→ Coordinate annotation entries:
________________________________________

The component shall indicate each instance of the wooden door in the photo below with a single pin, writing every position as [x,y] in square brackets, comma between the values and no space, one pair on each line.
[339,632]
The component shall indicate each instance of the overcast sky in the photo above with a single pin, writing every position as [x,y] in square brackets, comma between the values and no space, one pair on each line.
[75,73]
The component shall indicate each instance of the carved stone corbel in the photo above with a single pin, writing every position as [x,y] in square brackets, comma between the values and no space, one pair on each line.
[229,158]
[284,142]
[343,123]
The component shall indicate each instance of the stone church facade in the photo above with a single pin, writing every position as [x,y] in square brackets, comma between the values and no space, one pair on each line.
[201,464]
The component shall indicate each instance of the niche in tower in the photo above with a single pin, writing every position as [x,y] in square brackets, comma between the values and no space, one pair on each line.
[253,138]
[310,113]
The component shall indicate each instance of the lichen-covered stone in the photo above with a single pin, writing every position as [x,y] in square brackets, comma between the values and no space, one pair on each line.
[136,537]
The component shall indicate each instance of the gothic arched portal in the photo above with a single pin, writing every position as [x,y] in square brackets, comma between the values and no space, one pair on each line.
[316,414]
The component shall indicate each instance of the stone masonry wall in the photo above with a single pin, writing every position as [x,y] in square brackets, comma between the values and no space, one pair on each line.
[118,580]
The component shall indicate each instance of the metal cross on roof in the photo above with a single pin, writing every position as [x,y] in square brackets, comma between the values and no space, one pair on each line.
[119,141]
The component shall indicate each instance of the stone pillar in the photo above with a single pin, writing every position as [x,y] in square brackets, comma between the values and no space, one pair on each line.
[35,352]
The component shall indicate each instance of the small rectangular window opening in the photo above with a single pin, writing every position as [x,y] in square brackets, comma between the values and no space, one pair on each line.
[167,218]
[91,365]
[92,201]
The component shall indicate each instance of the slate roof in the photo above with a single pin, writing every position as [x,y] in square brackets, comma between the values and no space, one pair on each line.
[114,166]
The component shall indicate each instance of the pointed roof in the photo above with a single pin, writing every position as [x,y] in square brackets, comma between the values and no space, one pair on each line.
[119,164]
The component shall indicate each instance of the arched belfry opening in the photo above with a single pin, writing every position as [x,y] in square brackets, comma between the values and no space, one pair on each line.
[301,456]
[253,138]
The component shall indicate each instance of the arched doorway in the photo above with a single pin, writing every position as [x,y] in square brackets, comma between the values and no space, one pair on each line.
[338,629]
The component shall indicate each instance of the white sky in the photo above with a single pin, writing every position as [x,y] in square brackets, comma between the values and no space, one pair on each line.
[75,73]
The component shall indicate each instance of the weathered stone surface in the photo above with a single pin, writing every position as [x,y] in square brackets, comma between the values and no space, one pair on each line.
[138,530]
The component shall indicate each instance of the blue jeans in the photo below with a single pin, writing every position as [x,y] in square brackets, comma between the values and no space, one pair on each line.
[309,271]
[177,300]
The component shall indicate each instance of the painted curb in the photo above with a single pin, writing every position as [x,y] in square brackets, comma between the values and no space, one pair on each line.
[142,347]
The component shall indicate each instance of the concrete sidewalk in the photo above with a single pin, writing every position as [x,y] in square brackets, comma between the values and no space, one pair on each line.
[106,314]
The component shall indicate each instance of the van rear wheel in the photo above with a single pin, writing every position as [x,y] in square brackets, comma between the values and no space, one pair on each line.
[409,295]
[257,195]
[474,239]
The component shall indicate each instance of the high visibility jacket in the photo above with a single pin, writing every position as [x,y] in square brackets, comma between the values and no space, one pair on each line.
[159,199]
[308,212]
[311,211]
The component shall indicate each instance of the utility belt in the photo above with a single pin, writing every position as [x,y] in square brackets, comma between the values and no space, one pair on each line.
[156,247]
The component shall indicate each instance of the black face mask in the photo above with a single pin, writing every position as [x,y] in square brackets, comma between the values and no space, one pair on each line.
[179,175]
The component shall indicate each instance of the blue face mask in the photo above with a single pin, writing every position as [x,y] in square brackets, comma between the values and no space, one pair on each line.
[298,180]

________________________________________

→ Job: Shift every coordinate by adding 91 to both its x and y values. Then reproduce the lines from the one containing "The component shall indicate each instance of the concrete" through the last line, keeping all other text unchanged.

→ Response for this exercise:
The component shall indicate each instance of the concrete sidewalk in the photo above with a single pin, writing every position as [x,y] in square brackets, comma between the values and no space, one pair on each line.
[197,405]
The component shall indicate each instance of the van rear wheel in the photo above with a single pin, writing every position as [x,y] in square brackets, comma between the values and no space, one pair on each line.
[500,386]
[348,286]
[565,330]
The component shall indicate each instance of the high visibility jacket in the photo above with a single pin, writing every position as [x,y] in square brackets, comma between the values and no space, one pair on each line.
[250,290]
[399,303]
[402,302]
The component shall indicate each instance of the utility belt in the photo above with a single pin, writing every position as [x,y] in square brackets, comma between the values and no space, one pair on each line.
[247,338]
The component shall indicate each instance of the black face mask in the photo above with a single pin, writing every position as [x,y] in square brackets, comma between the values and no space, one pair on each line.
[270,266]
The component shall indicate each instance of the blue face mask in the photo above with a single pin, writing every position as [x,y] in square brackets, comma between the values and no space, one pair on each line.
[389,271]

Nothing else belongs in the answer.